**Explore the material:**
**A)** In the essay on evangelical support for Israel, rewrite the passage starting at "Evangelical Christians have" and ending at "some who identify as evangelicals.", replacing "momentum" with "strength".
**B)** Decide whether each statement agrees with the essay on evangelical support for Israel, answering yes or no and quoting the essay's words that settle it: (i) The writer has identified as an evangelical for decades. (ii) The writer is Jewish. (iii) The writer plans to address liberal Christians.
--- Given text Enclosed Below ---
Evangelical Christians have traditionally been strong supporters of Israel and the Jewish people. Their support can no longer be taken for granted. There is now a strong movement to undermine evangelical support for Israel - and it is gaining momentum.
Evangelicals Changing Sides
The issue of Israel and the Jewish people has long been controversial. In recent years the controversy has reached fever pitch, even in some Christian circles. Increasingly we are hearing anti-Israel charges1 that employ terms such as colonialism, occupation, apartheid, even genocide - and now those charges are being levelled by some who identify as evangelicals.
And it is not just Israel that is subject to the harsh criticism of Christian anti-Zionists. For centuries there have been Christians who have stood with the Jewish people. They are now being described as dangerous and their views as deviant or heretical.2
I am not Jewish. I am a Christian and I will argue in favour of a biblical Zionism.
But before going further, it will be important to state what biblical Zionism is not. It is not a naive, unquestioning, uncritical support for the State of Israel. Israel is a vibrant liberal democracy in an increasingly unstable region - a region being swamped with barbarism. Israel faces enormous challenges and is far from perfect. My own support for Israel may be unconditional but it is certainly not uncritical.
Criticism of Israel can be appropriate, as with any democracy. What is not acceptable is criticism based on disinformation or the increasingly common demonization and double standards.3
Nor is biblical Zionism anti-Palestinian. Concern for the Jewish people and concern for the Palestinians should not be mutually exclusive. It may seem counterintuitive to those exposed to the popular left wing narrative but I believe it can be demonstrated that those who care most about Palestinian civilians, justice, and human rights, ought to support Israel. In recent conflicts, for example, it was Israel, not the Palestinian leadership, that prioritized the safety of Palestinian civilians.4
For decades I have identified myself as an evangelical. So my comments will be made from that perspective and I will be addressing those who identify as evangelicals.5
I do not intend to address liberal Christians. They generally do not see the Old and New Testaments as being reliable or as having authority.
Evangelicals, on the other hand, have traditionally been set apart by the claim that their beliefs must be based on the Bible, both Old Testament and New Testaments.6 And that in turn has led many evangelicals to become strong supporters of Israel and the Jewish people.
But now there is a strong movement to undermine evangelical support for Israel - and it is gaining momentum.7
I hope to show that the anti-Zionism flourishing in certain evangelical circles is inconsistent with the evangelical claim - and that it is profoundly unbiblical.
Most of my Jewish friends will of course strongly reject my Christian presuppositions. But I hope they will be able to see that Christian support for Israel and the Jewish people is at least coherent and consistent.8 And that it rests firmly on that which we have in common - the Hebrew Scriptures.
--- End of Enclosed Given text ---
--- Data segment Enclosed Below ---
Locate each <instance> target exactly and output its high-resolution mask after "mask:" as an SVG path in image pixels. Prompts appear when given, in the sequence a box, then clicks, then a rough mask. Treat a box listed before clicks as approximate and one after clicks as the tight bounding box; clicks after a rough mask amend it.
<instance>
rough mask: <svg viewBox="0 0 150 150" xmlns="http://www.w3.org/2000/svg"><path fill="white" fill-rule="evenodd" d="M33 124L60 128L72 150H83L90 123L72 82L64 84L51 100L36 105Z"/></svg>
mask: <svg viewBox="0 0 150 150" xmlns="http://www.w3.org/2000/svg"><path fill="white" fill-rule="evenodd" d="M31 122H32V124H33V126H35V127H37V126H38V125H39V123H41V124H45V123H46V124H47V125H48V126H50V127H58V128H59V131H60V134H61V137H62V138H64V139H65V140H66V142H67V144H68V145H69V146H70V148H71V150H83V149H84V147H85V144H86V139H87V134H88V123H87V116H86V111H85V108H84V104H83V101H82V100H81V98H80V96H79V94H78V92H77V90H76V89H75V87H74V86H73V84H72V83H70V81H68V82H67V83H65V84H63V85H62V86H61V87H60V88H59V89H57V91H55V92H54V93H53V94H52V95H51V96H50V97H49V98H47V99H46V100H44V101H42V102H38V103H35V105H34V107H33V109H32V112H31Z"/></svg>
--- End of Enclosed Data segment ---
**Responses to the tasks:**
**A)**
Evangelical Christians have traditionally been strong supporters of Israel and the Jewish people. Their support can no longer be taken for granted. There is now a strong movement to undermine evangelical support for Israel - and it is gaining strength.
Evangelicals Changing Sides
The issue of Israel and the Jewish people has long been controversial. In recent years the controversy has reached fever pitch, even in some Christian circles. Increasingly we are hearing anti-Israel charges1 that employ terms such as colonialism, occupation, apartheid, even genocide - and now those charges are being levelled by some who identify as evangelicals.

**B)**
(i) Yes: "For decades I have identified myself as an evangelical."
(ii) No: "I am not Jewish."
(iii) No: "I do not intend to address liberal Christians."